▶ **Given instruction 1**
Print the passage on German colonial history starting with "This German legitimacy" and going on through "Congo back then.", word for word.
▶ **Given instruction 2**
List every line of the records that contains the string "reflective".
-- Begin Extract provided --
All of this takes place in a country in which a former foreign minister proudly shares the following on his Twitter account:
“In a world full of tough politics of interest, those without interest can sometimes be more successful. We have something stronger than weapons & money: legitimacy! We did not participate in the war in Libya and were never a colonizing state. It is a good thing that Germany does not leave Libya to the autocrats. #PeaceforLibya”
This German legitimacy does probably not derive from the first genocide of the 20th century, committed by Germans against Herero and “Hottentotten” in German South-West Africa, which was a colony of the Reich back then. Thanks to its possessions in Africa and the Pacific, the Reich was the fourth-largest colonial power. Moreover, if Sigmar Gabriel were a little better acquainted with the history of his party – which he so skillfully helped to bring down to below 20 percent – he might know that it was a few upright socialists who at that time strongly criticized the bloody actions in both German South-West and East Africa (today’s Tanzania).
Of all colonial powers of the 19th and early 20th centuries, the German Reich may be considered one of the most brutal ones, together with the Belgian king who owned Congo back then.
But, Gabriel, apparently, like so many other Germans, has never dealt with this dark chapter of the past. And why should he? After all, he was only the boss of the ministry responsible for this and which failed to live up to its responsibilities:
“Around 70,000* Herero and Nama were driven into the desert or sent to concentration camps at that time. Many died of thirst, others were killed – on German orders. It was the first genocide of the 20th century. For years, people in Namibia have been waiting for compensation. But it does not come.”
Instead of paying compensation for crimes committed, German Social Democrats apparently prefer to play the role of supreme moralists and shamelessly advertise their “lack of interest” in Libya.
-- End Extract provided --
-- Begin Dataset entries --
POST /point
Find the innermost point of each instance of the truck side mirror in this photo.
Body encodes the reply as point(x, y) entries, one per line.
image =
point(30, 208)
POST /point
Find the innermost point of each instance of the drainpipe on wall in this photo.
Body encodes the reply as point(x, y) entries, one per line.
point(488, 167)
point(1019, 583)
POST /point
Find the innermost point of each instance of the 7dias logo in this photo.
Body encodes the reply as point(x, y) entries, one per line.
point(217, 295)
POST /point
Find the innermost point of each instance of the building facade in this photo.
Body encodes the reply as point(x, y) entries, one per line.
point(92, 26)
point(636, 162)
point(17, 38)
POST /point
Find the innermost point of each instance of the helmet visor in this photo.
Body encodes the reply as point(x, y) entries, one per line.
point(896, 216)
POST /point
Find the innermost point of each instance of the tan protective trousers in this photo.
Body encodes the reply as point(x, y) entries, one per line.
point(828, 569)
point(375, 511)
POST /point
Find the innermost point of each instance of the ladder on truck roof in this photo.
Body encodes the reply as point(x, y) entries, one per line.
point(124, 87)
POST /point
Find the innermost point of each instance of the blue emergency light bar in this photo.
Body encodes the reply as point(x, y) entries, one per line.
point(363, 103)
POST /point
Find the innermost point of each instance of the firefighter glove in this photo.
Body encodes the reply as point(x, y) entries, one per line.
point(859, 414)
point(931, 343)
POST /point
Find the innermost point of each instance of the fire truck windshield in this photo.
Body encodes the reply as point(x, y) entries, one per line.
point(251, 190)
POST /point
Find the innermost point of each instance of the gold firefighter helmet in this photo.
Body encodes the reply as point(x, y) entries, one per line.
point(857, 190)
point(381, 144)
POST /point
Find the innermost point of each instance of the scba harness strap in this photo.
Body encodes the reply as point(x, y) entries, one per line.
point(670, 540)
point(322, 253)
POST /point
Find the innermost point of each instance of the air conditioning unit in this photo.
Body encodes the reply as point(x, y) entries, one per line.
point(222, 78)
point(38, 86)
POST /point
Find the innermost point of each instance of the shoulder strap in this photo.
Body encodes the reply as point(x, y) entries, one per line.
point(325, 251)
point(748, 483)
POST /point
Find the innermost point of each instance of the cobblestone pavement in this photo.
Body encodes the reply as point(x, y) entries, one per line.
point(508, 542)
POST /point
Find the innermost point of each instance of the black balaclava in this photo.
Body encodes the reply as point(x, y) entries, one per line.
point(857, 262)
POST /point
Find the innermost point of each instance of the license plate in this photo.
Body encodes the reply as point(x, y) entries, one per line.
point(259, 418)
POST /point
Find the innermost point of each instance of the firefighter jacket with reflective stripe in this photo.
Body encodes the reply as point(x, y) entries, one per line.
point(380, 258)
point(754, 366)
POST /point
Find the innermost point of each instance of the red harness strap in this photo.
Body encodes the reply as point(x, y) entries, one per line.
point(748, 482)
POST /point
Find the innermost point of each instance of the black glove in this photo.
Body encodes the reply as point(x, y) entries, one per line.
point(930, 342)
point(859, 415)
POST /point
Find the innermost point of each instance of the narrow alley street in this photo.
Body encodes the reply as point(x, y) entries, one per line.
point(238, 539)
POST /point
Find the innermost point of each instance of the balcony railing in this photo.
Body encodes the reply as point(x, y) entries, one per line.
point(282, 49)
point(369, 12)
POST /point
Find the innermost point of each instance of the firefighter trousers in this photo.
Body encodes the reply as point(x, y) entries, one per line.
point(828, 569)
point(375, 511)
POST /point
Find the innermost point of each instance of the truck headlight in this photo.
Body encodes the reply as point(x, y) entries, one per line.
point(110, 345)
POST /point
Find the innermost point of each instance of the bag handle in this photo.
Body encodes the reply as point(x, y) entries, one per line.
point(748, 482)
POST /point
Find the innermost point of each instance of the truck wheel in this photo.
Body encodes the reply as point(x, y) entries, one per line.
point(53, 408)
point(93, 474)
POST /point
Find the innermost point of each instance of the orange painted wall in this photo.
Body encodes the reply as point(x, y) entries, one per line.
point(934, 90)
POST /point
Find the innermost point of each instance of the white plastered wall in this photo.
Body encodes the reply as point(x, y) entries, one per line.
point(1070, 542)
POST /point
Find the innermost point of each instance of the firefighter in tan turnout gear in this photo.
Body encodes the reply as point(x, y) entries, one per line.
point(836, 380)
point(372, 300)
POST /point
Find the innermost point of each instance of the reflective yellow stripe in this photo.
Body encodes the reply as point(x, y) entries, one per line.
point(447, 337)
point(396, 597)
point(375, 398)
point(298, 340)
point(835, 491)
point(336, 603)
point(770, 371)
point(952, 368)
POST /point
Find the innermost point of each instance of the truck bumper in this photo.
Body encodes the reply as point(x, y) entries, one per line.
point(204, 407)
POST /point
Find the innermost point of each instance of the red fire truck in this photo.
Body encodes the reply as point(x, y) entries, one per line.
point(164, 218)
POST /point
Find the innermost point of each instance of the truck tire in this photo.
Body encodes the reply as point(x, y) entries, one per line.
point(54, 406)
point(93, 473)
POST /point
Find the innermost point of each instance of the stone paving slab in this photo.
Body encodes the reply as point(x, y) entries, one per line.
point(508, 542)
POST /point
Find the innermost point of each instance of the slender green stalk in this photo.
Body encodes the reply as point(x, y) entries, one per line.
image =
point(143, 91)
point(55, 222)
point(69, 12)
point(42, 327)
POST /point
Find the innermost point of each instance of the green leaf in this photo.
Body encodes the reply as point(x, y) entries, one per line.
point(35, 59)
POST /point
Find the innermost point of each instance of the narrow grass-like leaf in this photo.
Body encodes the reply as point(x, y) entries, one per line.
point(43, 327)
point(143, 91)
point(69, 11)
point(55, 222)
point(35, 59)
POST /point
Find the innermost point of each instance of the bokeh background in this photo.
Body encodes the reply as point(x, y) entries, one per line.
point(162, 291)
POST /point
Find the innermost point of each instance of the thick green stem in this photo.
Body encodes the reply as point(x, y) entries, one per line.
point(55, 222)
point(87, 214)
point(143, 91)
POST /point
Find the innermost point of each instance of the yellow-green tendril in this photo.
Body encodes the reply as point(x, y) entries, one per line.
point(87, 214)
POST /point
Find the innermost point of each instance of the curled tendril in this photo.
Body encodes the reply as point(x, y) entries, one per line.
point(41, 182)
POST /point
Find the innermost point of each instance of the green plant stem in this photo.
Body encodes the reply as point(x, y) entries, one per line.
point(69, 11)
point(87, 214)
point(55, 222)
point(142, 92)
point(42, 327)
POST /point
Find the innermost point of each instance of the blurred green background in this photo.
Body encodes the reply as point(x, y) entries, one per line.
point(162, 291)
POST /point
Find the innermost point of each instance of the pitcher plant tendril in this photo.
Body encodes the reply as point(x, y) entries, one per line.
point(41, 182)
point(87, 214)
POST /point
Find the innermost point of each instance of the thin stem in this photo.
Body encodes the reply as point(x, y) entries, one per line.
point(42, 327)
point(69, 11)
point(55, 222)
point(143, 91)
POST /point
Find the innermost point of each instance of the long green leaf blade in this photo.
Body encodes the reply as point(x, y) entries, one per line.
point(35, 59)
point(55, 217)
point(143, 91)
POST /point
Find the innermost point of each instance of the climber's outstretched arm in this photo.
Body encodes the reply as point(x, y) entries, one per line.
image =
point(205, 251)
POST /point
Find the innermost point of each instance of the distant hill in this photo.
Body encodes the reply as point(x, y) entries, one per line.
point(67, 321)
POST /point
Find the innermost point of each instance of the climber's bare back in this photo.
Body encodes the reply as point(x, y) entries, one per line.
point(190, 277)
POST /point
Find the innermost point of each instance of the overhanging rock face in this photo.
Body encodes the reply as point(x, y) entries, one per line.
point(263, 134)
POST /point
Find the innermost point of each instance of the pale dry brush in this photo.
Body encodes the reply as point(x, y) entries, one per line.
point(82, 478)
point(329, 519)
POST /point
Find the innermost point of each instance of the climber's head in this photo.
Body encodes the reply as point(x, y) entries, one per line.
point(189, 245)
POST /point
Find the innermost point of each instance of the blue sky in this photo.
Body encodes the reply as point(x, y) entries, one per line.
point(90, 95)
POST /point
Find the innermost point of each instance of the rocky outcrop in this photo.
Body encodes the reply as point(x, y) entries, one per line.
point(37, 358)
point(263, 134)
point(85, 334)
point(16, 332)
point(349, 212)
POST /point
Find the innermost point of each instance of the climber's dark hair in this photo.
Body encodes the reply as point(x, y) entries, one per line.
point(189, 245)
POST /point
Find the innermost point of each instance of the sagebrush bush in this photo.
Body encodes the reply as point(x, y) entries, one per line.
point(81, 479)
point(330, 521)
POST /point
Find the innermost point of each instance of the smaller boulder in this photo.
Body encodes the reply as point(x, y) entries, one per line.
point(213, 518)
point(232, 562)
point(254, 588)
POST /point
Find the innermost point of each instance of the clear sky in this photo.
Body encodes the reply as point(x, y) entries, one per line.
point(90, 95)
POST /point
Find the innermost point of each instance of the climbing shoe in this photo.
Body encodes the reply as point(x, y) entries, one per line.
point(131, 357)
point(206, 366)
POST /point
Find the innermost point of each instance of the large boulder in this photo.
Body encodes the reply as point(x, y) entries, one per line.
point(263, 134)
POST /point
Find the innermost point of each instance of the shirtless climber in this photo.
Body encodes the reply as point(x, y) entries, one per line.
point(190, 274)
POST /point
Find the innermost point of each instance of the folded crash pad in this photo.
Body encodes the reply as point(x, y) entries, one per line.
-- End Dataset entries --
▶ **Full solution 1**
This German legitimacy does probably not derive from the first genocide of the 20th century, committed by Germans against Herero and “Hottentotten” in German South-West Africa, which was a colony of the Reich back then. Thanks to its possessions in Africa and the Pacific, the Reich was the fourth-largest colonial power. Moreover, if Sigmar Gabriel were a little better acquainted with the history of his party – which he so skillfully helped to bring down to below 20 percent – he might know that it was a few upright socialists who at that time strongly criticized the bloody actions in both German South-West and East Africa (today’s Tanzania).
Of all colonial powers of the 19th and early 20th centuries, the German Reich may be considered one of the most brutal ones, together with the Belgian king who owned Congo back then.

▶ **Full solution 2**
Find the innermost point of each instance of the firefighter jacket with reflective stripe in this photo.
Find the innermost point of each instance of the reflective yellow stripe in this photo.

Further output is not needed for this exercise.